Copy every line of the material below word for word, omitting the pictures.
##### Source data #####
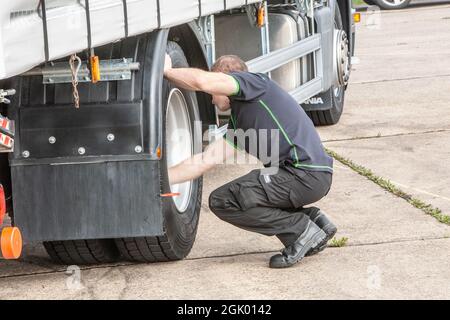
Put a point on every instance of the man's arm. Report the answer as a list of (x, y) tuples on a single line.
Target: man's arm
[(194, 167), (214, 83)]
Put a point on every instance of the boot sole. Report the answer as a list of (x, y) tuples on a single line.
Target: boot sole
[(318, 238), (330, 230)]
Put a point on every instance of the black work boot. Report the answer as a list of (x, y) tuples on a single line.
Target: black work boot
[(312, 237), (318, 217)]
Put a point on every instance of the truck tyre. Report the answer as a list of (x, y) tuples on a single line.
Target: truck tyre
[(392, 4), (181, 213), (82, 252), (335, 94)]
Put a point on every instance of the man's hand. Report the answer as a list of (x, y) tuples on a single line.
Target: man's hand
[(167, 63)]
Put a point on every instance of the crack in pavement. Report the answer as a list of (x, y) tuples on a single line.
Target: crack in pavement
[(402, 79), (119, 265), (387, 135)]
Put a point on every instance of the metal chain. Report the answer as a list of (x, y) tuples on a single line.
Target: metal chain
[(75, 70)]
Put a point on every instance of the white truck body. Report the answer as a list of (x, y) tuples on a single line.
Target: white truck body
[(22, 40)]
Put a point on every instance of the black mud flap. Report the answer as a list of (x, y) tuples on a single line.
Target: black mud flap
[(88, 201)]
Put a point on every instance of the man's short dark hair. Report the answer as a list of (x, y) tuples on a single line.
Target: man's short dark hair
[(229, 63)]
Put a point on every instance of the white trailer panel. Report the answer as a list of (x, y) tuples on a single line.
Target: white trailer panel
[(22, 44)]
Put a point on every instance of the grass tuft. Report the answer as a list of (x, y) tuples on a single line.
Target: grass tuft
[(338, 243), (390, 187)]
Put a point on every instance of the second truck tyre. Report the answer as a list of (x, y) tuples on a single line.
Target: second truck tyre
[(335, 94)]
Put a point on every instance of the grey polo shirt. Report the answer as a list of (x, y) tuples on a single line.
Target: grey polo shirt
[(269, 124)]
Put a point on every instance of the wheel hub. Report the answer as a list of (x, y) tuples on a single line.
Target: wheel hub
[(341, 61), (179, 143)]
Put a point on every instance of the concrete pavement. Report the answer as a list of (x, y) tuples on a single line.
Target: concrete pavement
[(394, 250)]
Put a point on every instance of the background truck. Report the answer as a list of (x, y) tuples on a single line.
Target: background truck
[(90, 182)]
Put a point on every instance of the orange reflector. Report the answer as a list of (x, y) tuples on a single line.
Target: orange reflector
[(260, 18), (168, 195), (11, 243), (95, 69), (2, 204)]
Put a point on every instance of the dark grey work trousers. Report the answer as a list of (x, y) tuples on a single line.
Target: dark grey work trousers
[(271, 204)]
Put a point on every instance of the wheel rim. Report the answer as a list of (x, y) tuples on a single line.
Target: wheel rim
[(393, 3), (178, 143), (341, 63)]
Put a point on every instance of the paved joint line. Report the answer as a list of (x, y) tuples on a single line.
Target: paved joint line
[(388, 135), (402, 79), (393, 189), (43, 273)]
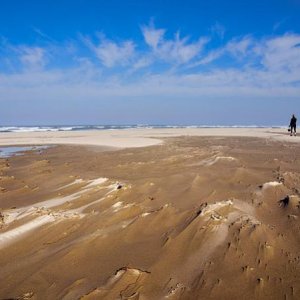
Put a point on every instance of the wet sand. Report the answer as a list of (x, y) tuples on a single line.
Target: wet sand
[(190, 218)]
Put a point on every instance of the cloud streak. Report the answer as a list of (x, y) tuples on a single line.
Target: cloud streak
[(243, 67)]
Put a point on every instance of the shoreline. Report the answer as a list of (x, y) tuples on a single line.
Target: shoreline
[(131, 138), (207, 209)]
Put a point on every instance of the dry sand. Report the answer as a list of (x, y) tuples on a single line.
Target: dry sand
[(193, 218)]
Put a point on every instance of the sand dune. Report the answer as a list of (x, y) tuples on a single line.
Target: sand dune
[(193, 218)]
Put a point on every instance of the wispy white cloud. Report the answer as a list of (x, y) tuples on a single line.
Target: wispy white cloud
[(32, 57), (111, 53), (218, 29), (178, 50), (265, 67)]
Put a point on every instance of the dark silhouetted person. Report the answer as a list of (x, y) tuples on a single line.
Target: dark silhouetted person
[(293, 125)]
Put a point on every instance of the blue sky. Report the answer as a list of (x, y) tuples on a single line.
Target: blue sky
[(149, 62)]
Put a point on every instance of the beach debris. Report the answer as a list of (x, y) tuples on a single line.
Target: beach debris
[(270, 184), (284, 202)]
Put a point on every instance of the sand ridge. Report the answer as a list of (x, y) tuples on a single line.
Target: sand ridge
[(152, 223)]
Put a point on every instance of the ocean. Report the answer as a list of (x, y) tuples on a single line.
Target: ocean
[(114, 127)]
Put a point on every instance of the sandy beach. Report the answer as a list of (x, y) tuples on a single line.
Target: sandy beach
[(135, 137), (151, 214)]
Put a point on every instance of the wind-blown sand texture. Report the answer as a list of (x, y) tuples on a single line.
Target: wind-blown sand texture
[(192, 218)]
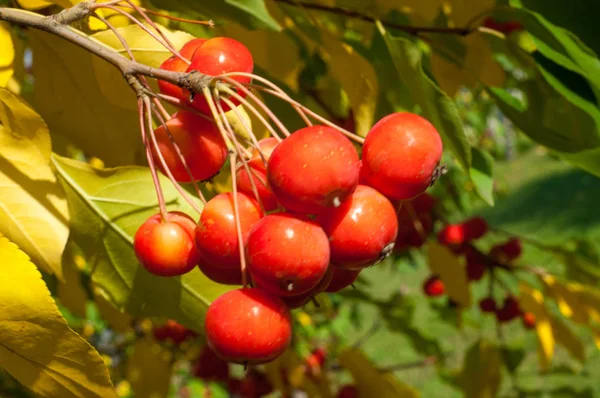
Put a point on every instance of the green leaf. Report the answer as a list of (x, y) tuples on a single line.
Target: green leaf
[(436, 106), (258, 10), (249, 13), (368, 379), (481, 374), (482, 174), (108, 206), (579, 17)]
#####
**Full solution:**
Put a point on every instance of the man's arm. Report the answer as a list of (x, y) tuples on a single line.
Target: man's arm
[(194, 167), (214, 83)]
Put a point on every instance of the boot sole. Report the answer as a list of (x, y) tuples on a single line.
Target: boot sole
[(318, 238), (330, 230)]
Put a point on every instance of the black work boot. Report the answer as a list of (x, y) tuples on a single line.
Target: black work boot
[(312, 237), (318, 217)]
Put a point on every instance of the truck tyre. Report the answer as a list of (x, y) tuples on a single line.
Target: truck tyre
[(392, 4), (181, 213), (82, 252), (335, 94)]
Put a point on every instance of the man's hand. Report the answer as a list of (x, y) tuples on a single line.
Target: man's hand
[(167, 63)]
Put a point on every instance of the crack in pavement. Report the answer as a list of (x, y) tuples on a single line.
Target: crack in pavement
[(402, 79), (119, 265), (387, 135)]
Put a point on every instance of the metal chain. Report the answer as a list of (x, y) tuples on a single line.
Target: metal chain
[(75, 70)]
Put a point on every instance of the white truck body. Report the answer as a list of (x, y) tuples on a single line.
Target: white truck body
[(22, 40)]
Put a point on every instance of the black mud flap. Report the answer as a list of (x, y) tuples on a single line.
Target: black mud flap
[(88, 201)]
Put a point on every instance of the man's short dark hair. Report the answer as a list of (x, y) tuples on a single line.
Target: man's short dark hair
[(229, 63)]
Put a point on every instance of the white trailer panel. Report the answer as a list of (x, y) tuples on a single line.
Target: white trailer panel
[(22, 44)]
Put a point on every instance of the grass tuft. Report the answer as a list of (x, y) tuples on a single line.
Target: grass tuft
[(338, 243), (390, 187)]
Put a point on every instance of the second truck tyre. Report the answer as a list of (x, y) tuples on a single line.
Target: second truck tyre
[(335, 94)]
Put a point on every instance of the grey polo shirt. Report the answer as a list of (x, y) tuples on a single line.
Target: grey polo shirt
[(269, 124)]
Put a point on every instance of the wheel hub. Report the answer as a list of (x, y) tuples on a single line.
Target: wheel hub
[(341, 61), (179, 143)]
Put a point on every instance of the concrete pavement. Report the answer as a list of (x, y) tuples on a single line.
Target: concrete pavement
[(394, 250)]
Put a point on every instance of the background truck. Report the answer as a list of (x, y) tuples on a single line.
Target: background truck
[(90, 182)]
Put a point on every instance of the orange reflector. Report the answer as a list of (x, y) tuples on a single line.
Target: orange reflector
[(260, 18), (168, 195), (11, 243), (95, 69), (2, 204)]
Put a point on every instance of the dark grey work trousers. Report the answer as a list of (x, y) tuples on a single line.
Target: dark grey work trousers
[(271, 204)]
Put a point on every instance of the wheel rim. Report the answer as a list of (x, y) tuples on a single line.
Target: wheel rim
[(393, 3), (178, 143), (341, 63)]
Put a point on every instance of the paved joint line. Report the answer as a list of (x, y) tuples on a single line.
Target: paved joint line
[(388, 135), (402, 79), (393, 189), (43, 273)]
Put a point on every instance of the wet sand. Report the answer as a list of (x, y) tuples on a single line.
Target: wet sand
[(190, 218)]
Put a point on every instance of the cloud streak. Report the answer as a list of (x, y) tuples on a single line.
Target: cloud streak
[(243, 67)]
Put a point on every instance of the shoreline. Report the answer as a list of (x, y) tuples on a single line.
Target: shoreline
[(131, 138), (207, 209)]
Put a point on every instance of the dry sand. Report the answer as a list of (x, y) tuples on a single line.
Target: dry sand
[(193, 218)]
Put a point on every instance of the sand dune. Report the answer as a list of (x, y) tuples on a single line.
Target: sand dune
[(193, 218)]
Put a point on every instance of the wispy white cloud. Report the answer as a list of (x, y) tuples on a single line.
Target: wispy white cloud
[(32, 57), (111, 53), (218, 29), (178, 50), (265, 67)]
Put a point on every instance of the dark silhouetted person. Report the answer as a list of (x, y) tuples on a single line.
Target: dark silhouetted person
[(293, 125)]
Put a point on every instance of the blue sky. Report the answer as a list of (x, y) tuples on a single line.
Target: blue sky
[(149, 62)]
Put a point on every instance of the beach debris. Report the answer as a list of (x, y) tuples on a single line.
Target: beach debris
[(270, 184), (284, 202)]
Put a point on every instance of the sand ridge. Report the answer as a list of (x, y) tuples on a single line.
Target: sand ridge
[(152, 223)]
Put a point on every instance of the ocean. Report the answer as a list of (x, y) tuples on a single line.
Target: ocean
[(114, 127)]
Put a point on every instance of the sandy beach. Report the answer as a list of (x, y) tuples on a single line.
Target: sandy beach
[(135, 137), (151, 214)]
Put a point on every instance of the wind-blown sand texture. Report the answer as a list of (x, y) tuples on a single line.
Target: wind-blown sand texture
[(192, 218)]
Put a point on every instance of the green leaf. Report the answer as a list of (x, y) tuples on a single line.
Target: green leaf
[(436, 106), (258, 10), (249, 13), (368, 379), (481, 374), (482, 174), (108, 206), (579, 17)]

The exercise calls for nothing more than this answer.